**WHAT IS REQUIRED:** First find the line with "Query: white keyboard" in the entries below, then set down exactly every line through the line with "written like <point>203,138</point>.", that line included.

**DATASET EXCERPTS:**
★ ★ ★ ★ ★ ★ ★
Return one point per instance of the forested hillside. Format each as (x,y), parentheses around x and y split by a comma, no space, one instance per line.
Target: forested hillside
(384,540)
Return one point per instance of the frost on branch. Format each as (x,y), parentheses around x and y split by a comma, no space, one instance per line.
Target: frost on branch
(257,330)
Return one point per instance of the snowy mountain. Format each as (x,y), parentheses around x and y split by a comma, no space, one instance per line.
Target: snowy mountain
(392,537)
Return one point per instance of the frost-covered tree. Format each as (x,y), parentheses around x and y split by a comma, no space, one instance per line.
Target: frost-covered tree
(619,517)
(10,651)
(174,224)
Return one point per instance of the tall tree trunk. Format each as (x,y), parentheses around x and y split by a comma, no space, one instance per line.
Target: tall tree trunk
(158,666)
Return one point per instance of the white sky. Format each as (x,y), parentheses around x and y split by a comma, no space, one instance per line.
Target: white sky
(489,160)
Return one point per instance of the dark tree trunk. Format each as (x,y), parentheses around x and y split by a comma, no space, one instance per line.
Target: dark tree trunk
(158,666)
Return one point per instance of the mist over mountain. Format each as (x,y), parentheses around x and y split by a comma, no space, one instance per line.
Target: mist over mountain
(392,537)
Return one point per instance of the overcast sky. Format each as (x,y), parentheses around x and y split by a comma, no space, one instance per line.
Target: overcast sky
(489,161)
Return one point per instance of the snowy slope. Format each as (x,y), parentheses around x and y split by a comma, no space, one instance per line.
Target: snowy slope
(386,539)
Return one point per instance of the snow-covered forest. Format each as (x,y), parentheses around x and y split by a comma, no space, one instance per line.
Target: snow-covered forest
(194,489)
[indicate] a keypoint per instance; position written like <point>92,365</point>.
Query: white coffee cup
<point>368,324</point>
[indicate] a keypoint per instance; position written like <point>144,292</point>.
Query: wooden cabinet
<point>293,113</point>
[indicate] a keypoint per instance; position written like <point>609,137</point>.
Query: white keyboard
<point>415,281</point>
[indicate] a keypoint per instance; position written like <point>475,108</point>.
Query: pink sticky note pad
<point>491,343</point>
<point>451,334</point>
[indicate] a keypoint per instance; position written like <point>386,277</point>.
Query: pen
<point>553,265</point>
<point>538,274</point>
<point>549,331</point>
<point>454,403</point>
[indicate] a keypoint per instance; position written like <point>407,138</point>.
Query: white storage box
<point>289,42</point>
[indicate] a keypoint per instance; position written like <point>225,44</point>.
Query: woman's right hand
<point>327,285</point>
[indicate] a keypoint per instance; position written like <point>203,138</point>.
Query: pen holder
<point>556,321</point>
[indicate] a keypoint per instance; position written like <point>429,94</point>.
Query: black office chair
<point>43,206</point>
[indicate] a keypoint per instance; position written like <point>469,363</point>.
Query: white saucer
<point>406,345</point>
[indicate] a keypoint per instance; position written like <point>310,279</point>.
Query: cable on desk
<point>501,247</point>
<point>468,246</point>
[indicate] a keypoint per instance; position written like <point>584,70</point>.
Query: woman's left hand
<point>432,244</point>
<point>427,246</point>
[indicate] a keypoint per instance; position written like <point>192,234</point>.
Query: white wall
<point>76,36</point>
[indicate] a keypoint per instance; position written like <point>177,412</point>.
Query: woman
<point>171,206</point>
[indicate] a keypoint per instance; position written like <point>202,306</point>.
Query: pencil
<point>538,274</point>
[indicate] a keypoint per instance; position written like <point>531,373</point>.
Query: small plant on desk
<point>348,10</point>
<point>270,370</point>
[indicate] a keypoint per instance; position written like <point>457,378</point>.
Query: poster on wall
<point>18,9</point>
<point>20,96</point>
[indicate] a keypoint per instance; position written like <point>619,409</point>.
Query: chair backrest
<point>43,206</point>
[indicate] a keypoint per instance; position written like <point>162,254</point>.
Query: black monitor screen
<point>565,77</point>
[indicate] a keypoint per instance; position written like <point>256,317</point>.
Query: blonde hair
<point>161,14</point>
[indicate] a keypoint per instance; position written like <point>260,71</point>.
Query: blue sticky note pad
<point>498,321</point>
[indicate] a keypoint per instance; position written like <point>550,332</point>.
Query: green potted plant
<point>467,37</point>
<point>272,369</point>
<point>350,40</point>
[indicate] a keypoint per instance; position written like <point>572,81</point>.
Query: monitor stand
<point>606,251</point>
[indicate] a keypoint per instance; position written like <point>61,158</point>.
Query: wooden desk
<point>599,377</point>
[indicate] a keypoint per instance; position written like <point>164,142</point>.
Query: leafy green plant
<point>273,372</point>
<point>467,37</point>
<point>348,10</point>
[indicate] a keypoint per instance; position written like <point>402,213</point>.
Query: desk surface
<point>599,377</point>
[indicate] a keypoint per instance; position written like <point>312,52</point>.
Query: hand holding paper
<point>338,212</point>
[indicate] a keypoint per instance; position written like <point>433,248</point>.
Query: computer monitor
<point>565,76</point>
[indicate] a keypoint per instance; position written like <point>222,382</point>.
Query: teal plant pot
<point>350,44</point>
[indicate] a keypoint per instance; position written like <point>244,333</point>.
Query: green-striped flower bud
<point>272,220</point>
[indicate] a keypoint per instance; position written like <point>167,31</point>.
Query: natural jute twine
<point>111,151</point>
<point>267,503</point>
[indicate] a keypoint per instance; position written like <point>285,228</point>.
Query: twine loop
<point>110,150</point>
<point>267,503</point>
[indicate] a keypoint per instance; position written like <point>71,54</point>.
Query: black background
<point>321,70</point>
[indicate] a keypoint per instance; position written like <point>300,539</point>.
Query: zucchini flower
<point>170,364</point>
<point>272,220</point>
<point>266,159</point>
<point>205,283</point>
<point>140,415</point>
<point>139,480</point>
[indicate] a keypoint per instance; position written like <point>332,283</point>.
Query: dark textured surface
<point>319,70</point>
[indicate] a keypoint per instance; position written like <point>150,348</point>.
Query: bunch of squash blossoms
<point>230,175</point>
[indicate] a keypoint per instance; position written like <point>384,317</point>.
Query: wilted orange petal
★ ★ ★ ★ ★ ★ ★
**ANSWER SPACE:**
Query: white keyboard
<point>415,281</point>
[indicate] a keypoint per instance; position written like <point>475,108</point>.
Query: pink sticky note pad
<point>491,343</point>
<point>451,334</point>
[indicate] a keypoint per instance; position written like <point>386,277</point>.
Query: pen
<point>553,265</point>
<point>538,274</point>
<point>549,331</point>
<point>454,403</point>
[indicate] a keypoint per instance; position written like <point>407,138</point>.
Query: white storage box
<point>289,42</point>
[indicate] a keypoint per instance; position written like <point>225,44</point>.
Query: woman's right hand
<point>327,285</point>
[indicate] a keypoint per instance; position written like <point>203,138</point>.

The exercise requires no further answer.